• Written task 1
From the excerpt on replacing wheel hubs, return the passage starting with "For step 10" and going on through "on that part.", copied word for word.

+++ Excerpt provided +++

The rear job is really nothing more than (0) wheel off, (1) drum off, (2) four bolts out, (3) swap new hub for old, (4) torque four bolts, (5) drum on, (6) wheel on, (7) confirm ABS signal. Step 3 is the one that's just as easy at it sounds if you're not in the rust belt, and otherwise consumes 90% of the time and cussing for the whole job.

Front job: (0) unstake and crack axle nut loose (1) wheel off (2) caliper off (3) disc off (4) axle nut off (5) ABS sensor out (6) tie rod end out (7) ball joint from lower arm (8) axle out of hub (9) knuckle from strut (10) hub pressed from bearing (11) snap ring out of knuckle (12) bearing pressed from knuckle (13) new bearing pressed in (14) new snap ring (15) hub pressed in (16) knuckle to strut (17) axle to hub (18) ball joint to lower arm (19) tie rod to knuckle w/ new cotter pin (20) ABS sensor (21) new axle nut on firmly (22) disc (23) caliper (24) wheel (25) axle nut to 159 ft lbs and staked in place.

For step 10 I carried the knuckle, new bearing and new snap ring into the neighborhood Carquest shop and came back after step 15. The cussed-rust-belt steps are 10, 11, and 12, which I didn't have to deal with. I think I can guess the number of pieces the old snap ring came out in from the number of pry-tool gouges in the old bearing's inboard seal when I picked the stuff up. Too bad I missed out on that part.

+++ Data supplied +++

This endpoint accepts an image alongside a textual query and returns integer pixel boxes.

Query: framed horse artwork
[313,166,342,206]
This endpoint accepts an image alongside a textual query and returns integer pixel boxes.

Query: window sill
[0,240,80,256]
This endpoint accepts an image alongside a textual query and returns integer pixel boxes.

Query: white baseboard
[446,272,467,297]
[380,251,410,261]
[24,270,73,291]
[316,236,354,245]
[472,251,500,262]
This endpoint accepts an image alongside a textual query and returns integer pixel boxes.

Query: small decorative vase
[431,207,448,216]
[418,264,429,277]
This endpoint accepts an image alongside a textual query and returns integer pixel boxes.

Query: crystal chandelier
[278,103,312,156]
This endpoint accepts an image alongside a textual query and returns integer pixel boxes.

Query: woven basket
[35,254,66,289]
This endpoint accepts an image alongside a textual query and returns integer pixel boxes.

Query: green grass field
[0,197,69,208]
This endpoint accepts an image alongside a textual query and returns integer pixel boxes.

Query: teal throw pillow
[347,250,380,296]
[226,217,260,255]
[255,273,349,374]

+++

• Written task 2
Retype the entries word for word, starting with their first line and going on through the line with "[0,240,80,256]", both lines included.

• Full response 1
For step 10 I carried the knuckle, new bearing and new snap ring into the neighborhood Carquest shop and came back after step 15. The cussed-rust-belt steps are 10, 11, and 12, which I didn't have to deal with. I think I can guess the number of pieces the old snap ring came out in from the number of pry-tool gouges in the old bearing's inboard seal when I picked the stuff up. Too bad I missed out on that part.

• Full response 2
This endpoint accepts an image alongside a textual query and returns integer pixel boxes.

Query: framed horse artwork
[313,166,342,206]
This endpoint accepts an image alongside a textual query and returns integer pixel boxes.

Query: window sill
[0,240,80,256]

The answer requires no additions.